Activity » From the passage about Pat Sheehan, extract the stretch from "Pat Sheehan (born" through "to 15 years." word for word.

Excerpt »
=====

Pat Sheehan (born 28 May 1958) is an Irish Sinn Féin politician, and former Provisional Irish Republican Army hunger striker at the Maze Prison.

Hunger strike
Sheehan was born in Belfast, Northern Ireland. In 1978 he was convicted of causing an explosion and sentenced to 15 years.

Sheehan was the 17th republican inmate at the Maze Prison to join the 1981 hunger strikes, which was aimed at gaining political status for Provisional IRA and Irish National Liberation Army prisoners. He began fasting on 10 August – after nine prisoners had already died – and ended when the hunger strike was officially called off on 3 October. He survived 55 days without food.

By the time Sheehan began fasting, the strike had already begun to break. Another protester, Paddy Quinn, was taken off the hunger strike on 31 July after his mother called for medical intervention when her son was close to death following 47 days without food. This action – and calls by the Catholic Church to end the strike – prompted other relatives to do the same. The last prisoner to die was Michael Devine, who died on 20 August after 60 days. The hunger strike was ultimately called off after it had become clear that nearly all the prisoners' families would intervene to stop their sons from dying.

=====

Provided data »
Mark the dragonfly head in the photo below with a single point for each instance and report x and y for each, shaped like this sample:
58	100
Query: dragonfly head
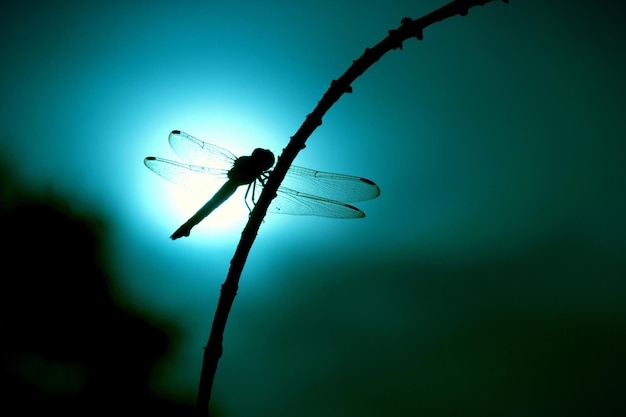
264	158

=====

Task solution »
Pat Sheehan (born 28 May 1958) is an Irish Sinn Féin politician, and former Provisional Irish Republican Army hunger striker at the Maze Prison.

Hunger strike
Sheehan was born in Belfast, Northern Ireland. In 1978 he was convicted of causing an explosion and sentenced to 15 years.